> The problem: Reproduce the records below word for word, omitting the pictures.

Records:
------------------------------------------------------------

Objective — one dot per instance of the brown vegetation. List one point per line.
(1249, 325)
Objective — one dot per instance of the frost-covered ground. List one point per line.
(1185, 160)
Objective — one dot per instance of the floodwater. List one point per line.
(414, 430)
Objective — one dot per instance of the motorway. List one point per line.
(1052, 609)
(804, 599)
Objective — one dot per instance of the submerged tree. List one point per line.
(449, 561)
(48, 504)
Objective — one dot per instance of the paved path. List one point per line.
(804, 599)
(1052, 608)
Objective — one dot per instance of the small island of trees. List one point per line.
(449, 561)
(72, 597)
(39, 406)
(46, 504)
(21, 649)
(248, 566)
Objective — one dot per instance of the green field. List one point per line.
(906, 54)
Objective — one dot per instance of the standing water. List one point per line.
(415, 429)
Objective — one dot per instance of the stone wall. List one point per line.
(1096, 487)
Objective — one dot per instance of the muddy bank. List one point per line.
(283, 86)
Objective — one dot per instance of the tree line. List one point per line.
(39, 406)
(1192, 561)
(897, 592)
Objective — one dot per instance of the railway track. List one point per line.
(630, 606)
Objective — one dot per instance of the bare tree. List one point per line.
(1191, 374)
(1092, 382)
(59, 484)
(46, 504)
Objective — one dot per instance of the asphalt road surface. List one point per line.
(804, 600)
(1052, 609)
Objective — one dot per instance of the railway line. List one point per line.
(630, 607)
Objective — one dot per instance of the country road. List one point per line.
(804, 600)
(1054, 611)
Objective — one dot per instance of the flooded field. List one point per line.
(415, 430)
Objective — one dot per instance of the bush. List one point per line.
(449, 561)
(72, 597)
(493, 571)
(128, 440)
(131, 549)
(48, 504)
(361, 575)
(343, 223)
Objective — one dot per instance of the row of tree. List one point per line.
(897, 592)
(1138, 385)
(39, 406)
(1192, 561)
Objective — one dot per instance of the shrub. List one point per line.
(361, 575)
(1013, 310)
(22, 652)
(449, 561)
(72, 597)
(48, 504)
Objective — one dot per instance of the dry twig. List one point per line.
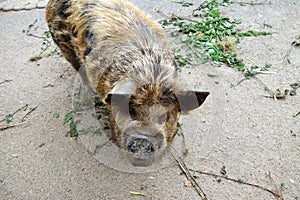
(188, 175)
(276, 193)
(2, 128)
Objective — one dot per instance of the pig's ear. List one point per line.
(190, 100)
(120, 94)
(117, 99)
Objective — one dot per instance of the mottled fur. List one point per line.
(125, 58)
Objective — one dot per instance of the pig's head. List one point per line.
(144, 122)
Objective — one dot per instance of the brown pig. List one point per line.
(126, 60)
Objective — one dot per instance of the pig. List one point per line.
(126, 60)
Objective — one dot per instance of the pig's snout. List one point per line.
(141, 145)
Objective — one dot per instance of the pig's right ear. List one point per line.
(120, 94)
(190, 100)
(117, 99)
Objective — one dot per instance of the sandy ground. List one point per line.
(256, 138)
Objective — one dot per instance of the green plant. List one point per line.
(212, 38)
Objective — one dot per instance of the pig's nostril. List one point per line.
(140, 145)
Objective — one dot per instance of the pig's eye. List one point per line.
(162, 118)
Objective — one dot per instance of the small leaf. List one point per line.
(295, 85)
(296, 113)
(55, 115)
(223, 170)
(196, 175)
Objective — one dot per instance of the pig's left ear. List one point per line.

------------------------------------------------------------

> Solution to this exercise:
Objective — one dot per instance of the brown vegetation. List one point per line.
(1249, 325)
Objective — one dot per instance of the frost-covered ground. List one point per line.
(1185, 160)
Objective — one dot per instance of the floodwater. List one point per line.
(414, 430)
Objective — one dot per instance of the motorway. List one point per line.
(1052, 609)
(804, 599)
Objective — one dot per instance of the submerged tree. List one point per line.
(449, 561)
(48, 504)
Objective — one dot per instance of the paved path. List one point per line.
(804, 599)
(1052, 608)
Objective — one dot per instance of the small island of trees. List one point per line.
(449, 561)
(72, 597)
(39, 406)
(46, 504)
(21, 649)
(248, 566)
Objective — one dot per instance of the green field. List one point per line.
(906, 54)
Objective — one dot per instance of the standing water. List one point per line.
(415, 429)
Objective — one dot per instance of the stone wall. List one point per line.
(1096, 487)
Objective — one dot per instance of the muddy bank. List one point per line.
(283, 86)
Objective — one dot per instance of the tree line. List one point per line.
(39, 406)
(1192, 561)
(897, 592)
Objective — one dot per instance of the railway track. List one point per line.
(630, 606)
Objective — one dot per instance of the bare tree. List one point per line.
(1191, 374)
(1092, 382)
(59, 484)
(46, 504)
Objective — one dot per instance of the asphalt road surface. List one point per line.
(804, 600)
(1052, 609)
Objective — one dot per instance of the railway line. List one point per line.
(630, 607)
Objective — one dot per instance of the country road. List one point per line.
(804, 600)
(1054, 611)
Objective — one dot per instance of the flooded field. List one point per line.
(415, 430)
Objective — one dot per instance of the bush. List one point per line.
(449, 561)
(72, 597)
(493, 571)
(128, 440)
(131, 549)
(48, 504)
(361, 575)
(343, 223)
Objective — one dot per instance of the row of tree. List one point per line.
(897, 592)
(1138, 385)
(39, 406)
(1192, 561)
Objective — one dot per instance of the shrub. List one point per line.
(361, 575)
(1013, 310)
(22, 652)
(449, 561)
(72, 597)
(48, 504)
Objective — one dot per instance of the dry twig. List one point per line.
(188, 175)
(276, 193)
(2, 128)
Objective — one dot per instance of the pig's ear. List one point per line.
(190, 100)
(120, 94)
(117, 99)
Objective — one dot per instance of the mottled fur. List one point per line.
(125, 58)
Objective — one dot per instance of the pig's head. List one point per line.
(144, 122)
Objective — one dot per instance of the brown pig. List one point per line.
(126, 60)
Objective — one dot per instance of the pig. List one point per line.
(126, 60)
Objective — one dot per instance of the pig's snout. List one point per line.
(141, 145)
Objective — one dot per instance of the pig's right ear. List one point per line.
(120, 94)
(190, 100)
(117, 99)
Objective — one dot per instance of the sandy ground. List one point per line.
(256, 138)
Objective — one dot per instance of the green plant. List one point per line.
(212, 38)
Objective — one dot per instance of the pig's nostril. List one point per line.
(140, 145)
Objective — one dot per instance of the pig's eye. List one point per line.
(162, 118)
Objective — one dot per instance of the small leaf. List one point per line.
(295, 85)
(296, 113)
(55, 115)
(223, 170)
(196, 175)
Objective — one dot per instance of the pig's left ear. List one point per line.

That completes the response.